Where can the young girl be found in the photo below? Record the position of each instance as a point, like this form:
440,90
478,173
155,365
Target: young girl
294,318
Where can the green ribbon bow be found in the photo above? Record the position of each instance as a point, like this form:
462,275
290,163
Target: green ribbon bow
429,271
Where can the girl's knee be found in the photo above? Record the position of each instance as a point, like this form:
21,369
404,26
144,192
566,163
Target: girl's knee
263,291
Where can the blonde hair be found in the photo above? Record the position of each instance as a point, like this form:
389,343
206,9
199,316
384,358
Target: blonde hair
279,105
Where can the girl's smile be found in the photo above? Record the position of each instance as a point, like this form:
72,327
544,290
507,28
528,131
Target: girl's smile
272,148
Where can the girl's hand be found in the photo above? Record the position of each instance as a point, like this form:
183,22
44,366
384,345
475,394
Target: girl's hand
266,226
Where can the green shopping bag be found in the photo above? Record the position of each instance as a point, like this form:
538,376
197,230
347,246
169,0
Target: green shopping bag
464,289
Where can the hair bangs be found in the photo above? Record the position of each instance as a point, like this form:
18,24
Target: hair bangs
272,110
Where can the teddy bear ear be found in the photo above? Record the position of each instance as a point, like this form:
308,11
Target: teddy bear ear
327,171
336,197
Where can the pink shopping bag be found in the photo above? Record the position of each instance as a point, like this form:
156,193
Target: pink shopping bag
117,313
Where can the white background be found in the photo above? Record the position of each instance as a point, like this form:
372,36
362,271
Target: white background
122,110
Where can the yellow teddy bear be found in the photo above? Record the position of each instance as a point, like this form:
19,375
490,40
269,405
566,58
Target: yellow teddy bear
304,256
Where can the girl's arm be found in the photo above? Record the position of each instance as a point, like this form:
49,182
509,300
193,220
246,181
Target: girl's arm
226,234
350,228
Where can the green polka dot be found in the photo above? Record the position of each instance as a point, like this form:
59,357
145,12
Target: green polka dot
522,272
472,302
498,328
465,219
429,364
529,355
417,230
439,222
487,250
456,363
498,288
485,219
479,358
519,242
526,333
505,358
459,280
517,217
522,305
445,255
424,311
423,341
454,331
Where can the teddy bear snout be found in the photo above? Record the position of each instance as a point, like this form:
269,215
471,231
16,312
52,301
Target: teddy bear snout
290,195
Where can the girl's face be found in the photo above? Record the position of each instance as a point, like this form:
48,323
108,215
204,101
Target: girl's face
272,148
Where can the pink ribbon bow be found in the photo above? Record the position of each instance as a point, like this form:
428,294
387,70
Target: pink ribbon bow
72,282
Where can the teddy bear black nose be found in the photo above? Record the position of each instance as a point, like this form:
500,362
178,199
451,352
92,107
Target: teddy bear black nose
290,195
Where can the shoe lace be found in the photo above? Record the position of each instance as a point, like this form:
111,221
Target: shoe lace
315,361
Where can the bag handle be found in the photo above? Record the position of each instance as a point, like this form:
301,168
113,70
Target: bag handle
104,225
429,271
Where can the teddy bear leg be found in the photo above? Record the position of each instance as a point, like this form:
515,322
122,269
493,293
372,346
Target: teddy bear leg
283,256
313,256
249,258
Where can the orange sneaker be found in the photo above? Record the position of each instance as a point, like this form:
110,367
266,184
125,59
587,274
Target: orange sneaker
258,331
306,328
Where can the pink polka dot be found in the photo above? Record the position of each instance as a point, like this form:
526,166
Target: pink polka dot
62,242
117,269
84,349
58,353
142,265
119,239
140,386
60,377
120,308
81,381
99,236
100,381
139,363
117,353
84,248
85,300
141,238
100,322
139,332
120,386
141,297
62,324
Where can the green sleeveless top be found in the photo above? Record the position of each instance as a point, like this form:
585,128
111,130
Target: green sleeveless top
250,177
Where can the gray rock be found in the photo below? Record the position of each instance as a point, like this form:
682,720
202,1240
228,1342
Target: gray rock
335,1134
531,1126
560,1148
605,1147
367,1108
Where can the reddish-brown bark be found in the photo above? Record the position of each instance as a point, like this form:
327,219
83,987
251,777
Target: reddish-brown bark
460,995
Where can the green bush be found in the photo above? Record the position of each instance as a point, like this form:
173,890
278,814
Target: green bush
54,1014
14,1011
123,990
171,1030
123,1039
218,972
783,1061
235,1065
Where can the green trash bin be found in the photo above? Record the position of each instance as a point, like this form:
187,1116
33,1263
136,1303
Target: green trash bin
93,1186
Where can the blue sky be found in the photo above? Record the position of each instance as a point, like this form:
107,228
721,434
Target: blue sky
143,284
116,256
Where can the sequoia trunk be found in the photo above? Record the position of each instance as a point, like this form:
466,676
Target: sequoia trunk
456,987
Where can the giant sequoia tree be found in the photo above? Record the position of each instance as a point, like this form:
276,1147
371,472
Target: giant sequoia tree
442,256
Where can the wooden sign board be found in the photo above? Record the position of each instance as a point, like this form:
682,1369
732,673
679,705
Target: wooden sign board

- _What this task involves_
Retype the listing above in full, with no alterations.

- _Problem solution_
Where can the young girl be found in the photo below? Record the position of each instance as a point, like this form:
440,90
478,173
155,365
Target: young girl
294,318
Where can the green ribbon bow be found in the photo above? Record the position of each instance as a point, like this form:
462,275
290,163
Target: green ribbon bow
429,271
Where can the girl's knee be found in the photo above? Record the position of each instance as a point, like this form:
21,369
404,26
144,192
566,163
Target: girl's knee
263,291
Where can the blonde hair be found in the photo above? Record the position of each instance as a point, like this form:
389,343
206,9
199,316
384,358
Target: blonde hair
279,105
Where can the girl's smile be found in the photo above? Record the position of each instance as a point, like this form:
72,327
544,290
507,28
528,131
Target: girl's smile
272,148
Where can the girl's hand be found in the photo above? Record the position of each instance as a point, like this form:
183,22
44,366
384,345
475,394
Target: girl's hand
266,226
Where can the green shopping bag be found in the photo above? Record the position of each instance as a point, like this form:
538,376
197,230
347,246
169,0
Target: green shopping bag
464,289
Where can the hair bangs be found in the photo above? Record the position of each instance as a point, like this form:
18,24
Target: hair bangs
272,110
Where can the teddy bear ear be found in the photo above? Record the position of each instance as a point, like this form:
308,11
Target: teddy bear ear
327,171
336,197
Where can the pink shopping bag be found in the photo above? Record the position of each instance as a point, like this form:
156,193
Target: pink shopping bag
117,313
Where can the white background be found in the photo above? Record the position of each instance as a point, like this form:
372,36
362,271
Target: white background
122,110
Where can the yellow teddy bear be found in the photo above? Record the position of each instance as a point, like this form:
19,375
490,40
269,405
566,58
Target: yellow teddy bear
304,256
Where can the girl's arm be found in the photo above? Record the position of each instance as a point, like this form:
49,182
509,300
193,220
246,181
Target: girl's arm
226,234
350,228
Where can the green polka dot be found in the photo above? Record the position of each instance as a point, like this form:
59,357
145,12
Target: green polka dot
522,272
472,302
498,328
465,219
429,364
529,355
417,230
439,222
487,250
456,363
498,288
485,219
479,358
519,242
526,333
505,358
459,280
517,217
522,305
445,255
424,311
423,341
454,331
Where can the teddy bear snout be found in the photo above? Record the position of each instance as a point, like this form:
269,215
471,231
16,312
52,301
Target: teddy bear snout
290,195
Where can the girl's face be found in the photo above? Record the position of each instance as a point, like this form:
48,323
108,215
204,101
Target: girl's face
272,148
Where can the pink ribbon bow be found in the photo above? Record the position of each instance as a point, like this form:
428,294
387,70
Target: pink ribbon bow
72,282
Where can the teddy bear black nose be found in the photo above? Record the position of each instance as a point, like this form:
500,362
178,199
451,352
92,107
Target: teddy bear black nose
290,195
Where can the shoe lace be found in the photo above? Record the position of each instance as a point, like this form:
111,221
Target: shoe lace
315,361
Where can the bag handle be found in the photo above? Record the position of each instance as a point, like this form:
301,168
113,70
Target: bag handle
104,225
429,271
Where can the teddy bear leg be found in the photo above? Record the position of each instance as a point, like this form:
515,322
122,269
493,293
372,346
Target: teddy bear leg
283,256
313,256
249,258
Where can the orange sneaker be found in the photo above? Record the position of each instance as a point, like this form:
110,367
266,184
125,59
587,274
Target: orange sneaker
258,331
306,328
Where can the pink polka dot be found in the photo above? Record the position of each instance as a point, like this form:
526,166
Target: pink polka dot
62,242
117,269
84,349
58,353
142,265
119,239
140,386
60,377
120,308
81,381
99,236
100,381
139,363
117,353
84,248
85,300
141,238
100,322
139,332
120,386
141,297
62,324
Where can the green sleeveless top be found in the photo above? Record the position of each instance as a point, like this form:
585,128
111,130
Target: green sleeveless top
250,177
Where can the gray rock be found in the photo below? Record the position of each instance as a point, like this form:
682,720
202,1240
228,1342
Target: gray rock
335,1134
531,1126
560,1148
605,1147
367,1108
Where can the reddish-brown bark be found in the photo above? Record the position of each instance as a point, like this form:
327,219
83,987
251,777
Target: reddish-brown bark
460,995
Where can the green bush be found in the photo above? Record the position of each instance as a point, like this form:
173,890
278,814
Target: green bush
54,1014
14,1011
123,990
171,1030
123,1039
218,972
783,1061
235,1065
Where can the green trash bin be found in the photo above? Record the position of each instance as a point, like this form:
187,1116
33,1263
136,1303
Target: green trash bin
93,1186
Where can the blue sky be found in the photo above? Record the position of each instance as a point, like this form:
107,228
721,434
Target: blue sky
143,284
116,256
Where can the sequoia trunk be found in the photo above? Record the position of each instance as a point, like this form:
466,676
Target: sequoia trunk
456,987
Where can the giant sequoia tree be found in the photo above? Record the position of each instance as a point, like this form:
276,1147
371,472
Target: giant sequoia tree
442,256
Where can the wooden sign board be found in the photo above? Record the position of each instance as a point, like this form:
682,1369
732,673
679,705
Target: wooden sign board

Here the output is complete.